**Source excerpt**
I compile it using just gcc probe.c -o probe.

On Debian, I can use the system as much as I want, it works:

dmeziere@portable2-wlan:~/dev/probe$ gcc probe.c -o probe
dmeziere@portable2-wlan:~/dev/probe$ ./probe --device /dev/ttyUSB0 --module 1 --probe 1
1;1;1;23.60;43.10
dmeziere@portable2-wlan:~/dev/probe$ ./probe --device /dev/ttyUSB0 --module 1 --probe 2
1;1;2;23.60;38.50
dmeziere@portable2-wlan:~/dev/probe$ ./probe --device /dev/ttyUSB0 --proto radio1 --length 24 --value 5396
2;1;24;5396;OK
dmeziere@portable2-wlan:~/dev/probe$ ./probe --device /dev/ttyUSB0 --proto radio1 --length 24 --value 5393
2;1;24;5393;OK

On Raspbian, the first call works, but the second hangs my terminal and I have to do CTRL+C:

dmeziere@raspberrypi:~/probe$ ./probe --device /dev/ttyUSB0 --module 1 --probe 1
1;1;1;23.90;39.00
dmeziere@raspberrypi:~/probe$ ./probe --device /dev/ttyUSB0 --module 1 --probe 2
^C
1

There are 1 answers

0
Moonchild On BEST ANSWER

I found it !

Dataset records

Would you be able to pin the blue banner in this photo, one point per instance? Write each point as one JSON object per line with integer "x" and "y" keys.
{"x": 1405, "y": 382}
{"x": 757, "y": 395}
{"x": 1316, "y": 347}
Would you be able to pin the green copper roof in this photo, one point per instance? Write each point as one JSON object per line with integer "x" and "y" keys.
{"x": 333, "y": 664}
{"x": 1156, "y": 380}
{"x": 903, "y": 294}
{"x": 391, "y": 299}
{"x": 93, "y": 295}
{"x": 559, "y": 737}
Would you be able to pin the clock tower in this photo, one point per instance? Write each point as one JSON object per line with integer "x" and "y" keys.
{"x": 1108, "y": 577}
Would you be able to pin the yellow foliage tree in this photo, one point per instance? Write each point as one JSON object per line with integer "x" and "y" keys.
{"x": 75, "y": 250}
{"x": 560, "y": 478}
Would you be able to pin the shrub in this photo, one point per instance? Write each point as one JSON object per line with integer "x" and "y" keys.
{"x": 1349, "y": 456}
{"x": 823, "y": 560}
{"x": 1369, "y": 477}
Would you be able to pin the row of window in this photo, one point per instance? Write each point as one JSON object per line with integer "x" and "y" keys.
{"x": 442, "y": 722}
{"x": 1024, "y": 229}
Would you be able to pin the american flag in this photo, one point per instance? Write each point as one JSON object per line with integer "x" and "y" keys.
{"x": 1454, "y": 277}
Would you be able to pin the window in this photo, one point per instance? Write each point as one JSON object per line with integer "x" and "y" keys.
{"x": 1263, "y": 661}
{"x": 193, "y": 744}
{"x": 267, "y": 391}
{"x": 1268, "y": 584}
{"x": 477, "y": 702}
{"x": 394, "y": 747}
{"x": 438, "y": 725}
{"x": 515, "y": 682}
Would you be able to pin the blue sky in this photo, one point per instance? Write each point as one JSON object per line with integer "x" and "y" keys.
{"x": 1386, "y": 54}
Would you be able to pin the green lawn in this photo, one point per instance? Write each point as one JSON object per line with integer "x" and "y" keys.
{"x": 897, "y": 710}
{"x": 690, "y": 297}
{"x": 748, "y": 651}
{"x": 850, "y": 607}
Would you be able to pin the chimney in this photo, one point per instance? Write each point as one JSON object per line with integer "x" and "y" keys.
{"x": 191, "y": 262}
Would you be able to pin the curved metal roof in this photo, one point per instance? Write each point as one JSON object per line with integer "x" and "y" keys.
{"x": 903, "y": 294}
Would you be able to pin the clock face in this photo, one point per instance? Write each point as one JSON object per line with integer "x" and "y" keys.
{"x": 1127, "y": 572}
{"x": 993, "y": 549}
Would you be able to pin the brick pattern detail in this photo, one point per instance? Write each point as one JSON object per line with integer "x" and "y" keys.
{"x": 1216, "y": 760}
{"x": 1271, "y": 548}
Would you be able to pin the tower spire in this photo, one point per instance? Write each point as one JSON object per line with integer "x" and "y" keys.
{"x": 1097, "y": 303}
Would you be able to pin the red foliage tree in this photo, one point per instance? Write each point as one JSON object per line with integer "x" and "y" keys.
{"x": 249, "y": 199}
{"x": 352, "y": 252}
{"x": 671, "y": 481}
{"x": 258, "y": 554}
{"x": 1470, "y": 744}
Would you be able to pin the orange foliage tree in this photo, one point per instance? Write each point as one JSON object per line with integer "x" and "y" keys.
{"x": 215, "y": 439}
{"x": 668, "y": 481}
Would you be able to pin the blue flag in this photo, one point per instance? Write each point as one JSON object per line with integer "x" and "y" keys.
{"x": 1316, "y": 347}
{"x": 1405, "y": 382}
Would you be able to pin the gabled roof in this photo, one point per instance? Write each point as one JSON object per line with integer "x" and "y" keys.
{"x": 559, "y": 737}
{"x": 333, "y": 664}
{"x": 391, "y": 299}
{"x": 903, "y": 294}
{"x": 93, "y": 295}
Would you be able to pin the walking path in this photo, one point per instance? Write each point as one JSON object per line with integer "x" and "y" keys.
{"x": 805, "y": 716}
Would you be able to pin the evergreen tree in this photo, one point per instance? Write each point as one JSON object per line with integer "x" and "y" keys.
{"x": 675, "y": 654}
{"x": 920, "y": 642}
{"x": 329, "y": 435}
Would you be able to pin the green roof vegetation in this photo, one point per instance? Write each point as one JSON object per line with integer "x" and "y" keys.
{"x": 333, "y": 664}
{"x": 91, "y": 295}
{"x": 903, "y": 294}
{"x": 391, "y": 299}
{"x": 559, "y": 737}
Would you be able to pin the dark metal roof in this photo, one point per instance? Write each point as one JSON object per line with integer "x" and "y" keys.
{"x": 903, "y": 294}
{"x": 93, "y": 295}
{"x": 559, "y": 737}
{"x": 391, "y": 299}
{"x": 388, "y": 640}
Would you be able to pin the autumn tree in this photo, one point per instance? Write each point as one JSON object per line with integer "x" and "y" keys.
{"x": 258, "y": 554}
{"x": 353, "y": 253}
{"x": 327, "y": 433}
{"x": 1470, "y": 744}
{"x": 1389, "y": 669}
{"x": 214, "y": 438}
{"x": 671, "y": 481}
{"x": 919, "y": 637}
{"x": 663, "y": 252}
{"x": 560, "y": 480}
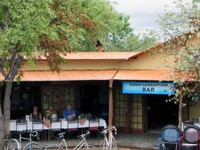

**What this exercise asks**
1 – In the probe thread, what happens on Raspbian when the second call is made?
2 – Reproduce the probe thread word for word, starting with "On Raspbian, the" and going on through "I found it !".
3 – Supply the next part of the probe thread, picking up after its last line.
The items are not used in any of the tasks.

**Set of answers**
1 – It hangs the terminal, and CTRL+C is needed to stop it.

2 –
On Raspbian, the first call works, but the second hangs my terminal and I have to do CTRL+C:

dmeziere@raspberrypi:~/probe$ ./probe --device /dev/ttyUSB0 --module 1 --probe 1
1;1;1;23.90;39.00
dmeziere@raspberrypi:~/probe$ ./probe --device /dev/ttyUSB0 --module 1 --probe 2
^C
1

There are 1 answers

0
Moonchild On BEST ANSWER

I found it !

3 –
It seems like on Raspbian, the communications were terminated by a NULL character. But not on Debian. And this NULL character was polluting my calculations of incomming buffer length. So i ended up by eventually suppress it on the Arduino side :

boolean readCommand()
{
  // Reads the current buffer
  Serial.readBytes(cmd, 9);

  // If sender sends a null character, remove it.
  int test = Serial.peek();
  if (test == 0x00) {
    test = Serial.read();
  }

  // ...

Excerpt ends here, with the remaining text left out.